**DIRECTIVE:** Please revise the entries below, putting "Return" wherever "Produce" appears and keeping everything else unchanged.

____

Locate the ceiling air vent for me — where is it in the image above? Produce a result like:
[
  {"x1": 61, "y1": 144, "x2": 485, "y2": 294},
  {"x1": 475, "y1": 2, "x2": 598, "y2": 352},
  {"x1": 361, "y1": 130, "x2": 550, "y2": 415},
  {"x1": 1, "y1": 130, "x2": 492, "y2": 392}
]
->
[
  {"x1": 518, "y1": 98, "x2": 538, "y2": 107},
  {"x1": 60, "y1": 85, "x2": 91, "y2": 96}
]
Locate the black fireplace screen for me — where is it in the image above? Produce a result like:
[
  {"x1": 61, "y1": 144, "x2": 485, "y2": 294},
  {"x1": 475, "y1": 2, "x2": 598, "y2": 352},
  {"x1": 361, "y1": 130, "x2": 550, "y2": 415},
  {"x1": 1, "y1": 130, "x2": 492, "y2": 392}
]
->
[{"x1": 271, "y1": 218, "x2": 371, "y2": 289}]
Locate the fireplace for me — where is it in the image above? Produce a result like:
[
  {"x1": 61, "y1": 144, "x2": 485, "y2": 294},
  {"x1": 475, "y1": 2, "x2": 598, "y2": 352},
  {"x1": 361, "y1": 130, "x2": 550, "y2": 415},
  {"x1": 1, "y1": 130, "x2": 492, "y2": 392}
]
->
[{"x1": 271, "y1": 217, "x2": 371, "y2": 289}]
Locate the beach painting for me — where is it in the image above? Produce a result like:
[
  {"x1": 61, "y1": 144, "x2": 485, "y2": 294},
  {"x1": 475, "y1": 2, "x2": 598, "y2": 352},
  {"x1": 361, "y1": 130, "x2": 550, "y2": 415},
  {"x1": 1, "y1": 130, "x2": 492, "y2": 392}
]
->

____

**RESULT:**
Locate the ceiling air vent for me — where is it in the image above? Return a result like:
[
  {"x1": 61, "y1": 144, "x2": 485, "y2": 294},
  {"x1": 475, "y1": 2, "x2": 598, "y2": 352},
  {"x1": 361, "y1": 130, "x2": 550, "y2": 415},
  {"x1": 1, "y1": 130, "x2": 492, "y2": 392}
]
->
[
  {"x1": 518, "y1": 98, "x2": 538, "y2": 107},
  {"x1": 60, "y1": 85, "x2": 91, "y2": 96}
]
Locate the black fireplace screen for me — where is it in the image above? Return a result like:
[
  {"x1": 61, "y1": 144, "x2": 485, "y2": 294},
  {"x1": 475, "y1": 2, "x2": 598, "y2": 352},
  {"x1": 361, "y1": 130, "x2": 550, "y2": 415},
  {"x1": 1, "y1": 130, "x2": 492, "y2": 392}
]
->
[{"x1": 271, "y1": 218, "x2": 371, "y2": 289}]
Locate the fireplace for me — where is it in the image above? Return a result like:
[
  {"x1": 61, "y1": 144, "x2": 485, "y2": 294},
  {"x1": 475, "y1": 2, "x2": 598, "y2": 352},
  {"x1": 361, "y1": 130, "x2": 550, "y2": 415},
  {"x1": 1, "y1": 130, "x2": 492, "y2": 392}
]
->
[{"x1": 271, "y1": 217, "x2": 371, "y2": 289}]
Locate the beach painting for me — where is it in the image above? Return a result like:
[
  {"x1": 61, "y1": 144, "x2": 485, "y2": 294},
  {"x1": 475, "y1": 2, "x2": 598, "y2": 352},
  {"x1": 361, "y1": 130, "x2": 550, "y2": 415},
  {"x1": 1, "y1": 130, "x2": 492, "y2": 392}
]
->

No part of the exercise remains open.